══ Data for analysis
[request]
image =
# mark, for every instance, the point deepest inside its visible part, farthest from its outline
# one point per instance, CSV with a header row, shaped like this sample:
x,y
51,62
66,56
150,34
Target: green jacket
════
_Work order_.
Transcribe the entries above exactly.

_Worked solution_.
[request]
image =
# mark, for every instance, the point deepest inside its visible part, farthest from its outline
# one point per instance, CSV with a header row, shaped like this sample:
x,y
51,62
66,56
150,34
Target: green jacket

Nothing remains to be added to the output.